▶ **WORK ITEM**
Nothing but the lines from the start of the records through the line that contains "[ ] a point sits on every instance of the orange" is to be copied, and each is to be copied exactly.

▶ **PROVIDED RECORDS**
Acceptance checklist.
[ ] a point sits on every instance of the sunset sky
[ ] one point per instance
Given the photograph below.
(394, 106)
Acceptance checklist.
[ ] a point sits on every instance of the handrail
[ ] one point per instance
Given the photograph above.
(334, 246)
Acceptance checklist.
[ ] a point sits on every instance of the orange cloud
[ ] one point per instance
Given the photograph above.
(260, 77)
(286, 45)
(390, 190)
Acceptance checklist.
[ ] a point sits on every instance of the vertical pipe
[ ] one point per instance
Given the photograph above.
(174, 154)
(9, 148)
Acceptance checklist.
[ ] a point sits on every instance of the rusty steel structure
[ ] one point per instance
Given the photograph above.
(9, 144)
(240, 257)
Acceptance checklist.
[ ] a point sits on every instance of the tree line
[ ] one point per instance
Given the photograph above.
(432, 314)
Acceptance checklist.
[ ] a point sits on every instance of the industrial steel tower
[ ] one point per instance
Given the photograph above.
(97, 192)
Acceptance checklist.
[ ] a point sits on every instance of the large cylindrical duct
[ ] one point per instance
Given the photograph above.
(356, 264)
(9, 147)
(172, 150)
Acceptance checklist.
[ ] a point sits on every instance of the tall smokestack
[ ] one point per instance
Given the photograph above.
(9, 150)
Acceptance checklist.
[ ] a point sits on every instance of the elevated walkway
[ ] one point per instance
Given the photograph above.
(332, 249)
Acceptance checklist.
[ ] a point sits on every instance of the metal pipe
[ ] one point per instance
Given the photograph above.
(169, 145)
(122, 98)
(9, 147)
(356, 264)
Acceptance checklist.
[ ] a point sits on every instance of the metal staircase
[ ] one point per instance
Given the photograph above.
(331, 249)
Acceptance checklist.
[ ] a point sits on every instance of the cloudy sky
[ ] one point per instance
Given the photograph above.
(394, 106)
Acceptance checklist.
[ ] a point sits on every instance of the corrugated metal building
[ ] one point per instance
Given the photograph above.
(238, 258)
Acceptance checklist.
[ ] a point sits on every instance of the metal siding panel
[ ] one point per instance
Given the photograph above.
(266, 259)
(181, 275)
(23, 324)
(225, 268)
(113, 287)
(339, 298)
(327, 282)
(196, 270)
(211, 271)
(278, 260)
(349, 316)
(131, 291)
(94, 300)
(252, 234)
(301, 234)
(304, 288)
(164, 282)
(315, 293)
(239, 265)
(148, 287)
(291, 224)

▶ **RESPONSE TO THIS EXERCISE**
Acceptance checklist.
[ ] a point sits on every instance of the sunset sky
[ ] one point per instance
Given the photograph below.
(394, 106)
Acceptance checklist.
[ ] a point sits on every instance of the handrail
[ ] one point per instance
Given the photograph above.
(334, 246)
Acceptance checklist.
[ ] a point sits on every instance of the orange cloud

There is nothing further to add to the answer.